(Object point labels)
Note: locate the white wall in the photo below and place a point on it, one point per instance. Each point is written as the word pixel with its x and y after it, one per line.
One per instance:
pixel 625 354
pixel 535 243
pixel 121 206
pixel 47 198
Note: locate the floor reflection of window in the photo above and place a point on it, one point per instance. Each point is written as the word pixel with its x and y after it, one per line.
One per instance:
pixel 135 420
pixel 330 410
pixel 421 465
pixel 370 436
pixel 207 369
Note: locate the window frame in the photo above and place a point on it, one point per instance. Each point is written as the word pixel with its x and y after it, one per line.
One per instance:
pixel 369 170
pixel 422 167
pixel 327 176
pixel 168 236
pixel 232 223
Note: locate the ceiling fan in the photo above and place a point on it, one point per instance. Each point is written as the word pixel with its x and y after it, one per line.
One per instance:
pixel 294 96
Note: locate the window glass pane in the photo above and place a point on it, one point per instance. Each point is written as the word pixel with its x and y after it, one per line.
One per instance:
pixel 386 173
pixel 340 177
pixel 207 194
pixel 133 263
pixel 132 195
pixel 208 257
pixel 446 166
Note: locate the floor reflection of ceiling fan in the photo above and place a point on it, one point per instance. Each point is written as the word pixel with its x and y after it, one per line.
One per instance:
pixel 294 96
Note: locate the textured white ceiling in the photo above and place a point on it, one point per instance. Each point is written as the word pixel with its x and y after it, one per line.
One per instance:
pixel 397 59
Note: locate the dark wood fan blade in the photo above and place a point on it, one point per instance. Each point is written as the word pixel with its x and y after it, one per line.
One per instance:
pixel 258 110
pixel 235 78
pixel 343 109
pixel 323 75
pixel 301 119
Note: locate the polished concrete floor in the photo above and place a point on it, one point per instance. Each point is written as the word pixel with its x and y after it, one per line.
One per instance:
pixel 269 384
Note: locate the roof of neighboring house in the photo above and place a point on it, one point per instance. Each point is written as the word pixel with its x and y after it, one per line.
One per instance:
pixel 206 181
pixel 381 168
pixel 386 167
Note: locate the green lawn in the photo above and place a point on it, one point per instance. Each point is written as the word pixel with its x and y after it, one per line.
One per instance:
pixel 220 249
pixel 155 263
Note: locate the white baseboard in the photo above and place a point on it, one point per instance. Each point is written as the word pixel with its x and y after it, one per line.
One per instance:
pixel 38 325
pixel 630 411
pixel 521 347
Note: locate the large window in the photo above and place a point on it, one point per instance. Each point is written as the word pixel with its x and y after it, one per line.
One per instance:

# CHALLENGE
Arrange the entire listing above as a JSON list of strings, with one string per line and no blank lines.

# THE OUTPUT
[
  "Note: locate the white wall in the photo below and place a point on it, one point per instance. Each point is written as the word pixel with its x and y after it, one per line.",
  "One per instance:",
  "pixel 625 354",
  "pixel 535 243",
  "pixel 121 206",
  "pixel 47 198",
  "Note: locate the floor reflection of window in the photo above and place a point on it, one point per instance. Each point is written as the word pixel with its x and y after it, one per line.",
  "One per instance:",
  "pixel 135 420",
  "pixel 330 410",
  "pixel 421 465",
  "pixel 370 436",
  "pixel 207 369",
  "Note: locate the window frame in the photo above and place a point on it, one point per instance. Each point is written as the word pixel with its x and y after it, one per line.",
  "One per instance:",
  "pixel 369 170",
  "pixel 422 167",
  "pixel 327 176",
  "pixel 168 236",
  "pixel 232 223",
  "Note: locate the ceiling fan in the photo above and place a point on it, one point per instance. Each point is written as the word pixel with its x and y after it, one per line.",
  "One per instance:",
  "pixel 294 96",
  "Note: locate the window glass pane in the photo above and place a point on it, one point per instance. Each point is written as the word pixel with its x and y after it, one per line.",
  "One per instance:",
  "pixel 386 173",
  "pixel 340 177",
  "pixel 207 194",
  "pixel 133 263",
  "pixel 132 195",
  "pixel 208 257",
  "pixel 446 166",
  "Note: locate the floor reflection of ceiling fan in the photo above and place a point on it, one point per instance. Each point is written as the word pixel with its x and y after it, one per line.",
  "One per instance:",
  "pixel 294 96",
  "Note: locate the textured white ceiling in the photo above and place a point on it, one point per instance. Each point is written as the word pixel with its x and y after it, one per line.",
  "One per instance:",
  "pixel 397 59",
  "Note: locate the dark wood fan blade in the photo above and place a point on it, one point per instance. Each point is written as the word pixel with its x and y after it, one per line.",
  "One per instance:",
  "pixel 258 110",
  "pixel 235 78",
  "pixel 343 109",
  "pixel 323 75",
  "pixel 301 119",
  "Note: locate the polished concrete floor in the photo above and place a point on it, one point per instance. Each point is written as the word pixel with its x and y after it, one per line.",
  "One per instance:",
  "pixel 269 384",
  "Note: locate the roof of neighboring house in the photo above and place a point on it, one point per instance. Each point is written as the word pixel with its x and y after it, one per line.",
  "One per instance:",
  "pixel 206 181",
  "pixel 381 168",
  "pixel 386 167",
  "Note: locate the green lawn in the photo above and place a point on it, one point per instance. Each point is written as the word pixel with its x and y after it, one per line.",
  "One per instance:",
  "pixel 220 249",
  "pixel 155 263",
  "Note: locate the white baseboard in the photo above and place a point on it, one point per instance. Each point is written as the word pixel with its x and y after it, one per line.",
  "One per instance:",
  "pixel 38 325",
  "pixel 630 411",
  "pixel 521 347",
  "Note: locate the large window in the photo above and place a point on it, one point per instance. Each point is written as the word pixel with its x and y after it, one per line.",
  "One per instance:"
]